TAREFAS E EXERCÍCIOS ::
a – No texto sobre a acusação de heresia, por que, diante de um erro intencional, se deve verificar se a visão do "herege" não foi mais longe? Responda em até três frases.
b – Continue o texto sobre a acusação de heresia a partir do ponto em que ele termina.

##### TEXTO DE ORIGEM #####

Ora. Mesmo quando alguém ensina num colégio uma matéria equivocadamente, em prejuízo dos alunos, a ideia não poderia ser “a da simples excomunhão pelo cheiro de heresia” que os inquisidores transformaram em lei. Professores que ensinam errado devem ser reciclados e não expulsos. Abra-se um conselho e todos o ouçam, como sugeria Gamaliel e a Torah, e depois vejam se se tratava de fato de um erro intencional, ou de mera ignorância. Se se deu esta última, recicle-se e evite-se mais um desempregado. Se foi erro intencional, veja-se se a visão do “herege” não foi mais longe, e não se dê o caso de ele haver mostrado algo além, e não aquém, para seus alunos. Afinal, líder algum pode ver tudo e, a rigor, a verdade ainda está a se revelar, e surpresas são a bola da vez em qualquer situação de busca do saber.

Quem sabe aquilo que o vulgo chama de heresia não possa ser a pura e divina luz do Mistério que Deus usou para falar por meio de um instrumento insuspeito por sua aparente incapacidade? E assim a minha experiência foi sendo vivida, e a cada nova igreja uma nova dor surgia, com feridas e agressões violentas e revoltantes, cujo futuro ficava na conta de curas que certamente só a Pátria Celestial poderia efetuar. Nem preciso lembrar de coisas como injúrias e calúnias, pois estas são “delicadezas” típicas dos homens sem alma, e Paulo disse que tais coisas nem se nomeiam entre cristãos. Refiro-me a processos dolorosos de desmoralização de uma reputação em meio fraterno, sem que tal violência nem de longe chegue a acusar a consciência de pastores e teólogos, como se somente eles fossem usados por Deus, e suas gargantas jamais merecessem o “vade retro” que Jesus deu a Pedro (muito melhor líder e pregador que eles!).

##### DADOS REGISTRADOS #####

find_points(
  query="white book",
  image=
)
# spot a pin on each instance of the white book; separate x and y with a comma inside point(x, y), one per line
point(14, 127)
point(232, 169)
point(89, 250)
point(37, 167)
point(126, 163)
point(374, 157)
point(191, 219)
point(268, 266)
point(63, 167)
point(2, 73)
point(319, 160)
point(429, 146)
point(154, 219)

#####

RESPOSTAS POR TAREFA ::
a – Porque, segundo o texto, nenhum líder pode ver tudo. A rigor, a verdade ainda está a se revelar, e as surpresas fazem parte de qualquer busca do saber. Por isso o "herege" pode ter mostrado aos alunos algo além, e não aquém.

b –
Enfim, isto tudo foi crescendo como chagas abertas na minha alma e chegou a um ponto em que a doença alcançou a ausência terrestre do remédio, modificando minha maneira comum de falar e dando-me o ar de eterno revoltado contra fantasmas distantes, prejudicando os ouvintes atuais que nada têm a ver com as inquisições de meu passado (nada têm a ver? Será mesmo?)…

O problema é que enquanto não houver uma verdadeira revolução na Educação Religiosa das igrejas e seu minucioso acompanhamento por parte de um aplicado estudo bíblico doméstico, além de uma boa dose de estudo teológico de vanguarda, todos os crentes serão no fundo inquisidores, promovendo a intolerância bíblico-teológica contra qualquer alma que ousar explicar o “a-b-c” por um alfabeto diferente ou mesmo em caixa alta (A-B-C).

Isto constitui o momento em que cada denominação constrói muros de intolerância ao redor daquilo que chamam de “seu corpo doutrinário”, e ai daqueles que ultrapassarem seus limites, como se houvesse no mundo qualquer corrente capaz de prender o Espírito que sopra aonde quer, tal qual os ventos. Ninguém concebe um Evangelho 100% livre como águia, feito para voar às alturas e sem distinguir qualquer denominação, formando apenas um Cristianismo único, no qual a palavra final não seja a do pastor, mas a da Razão baseada na lógica da fé. Cercando-se de todos os cuidados neste mister, as igrejas formaram quartéis, os quais Jesus queria que lutassem contra o diabo, mas que nelas agora lutam soldados ignorantes, uns contra os outros.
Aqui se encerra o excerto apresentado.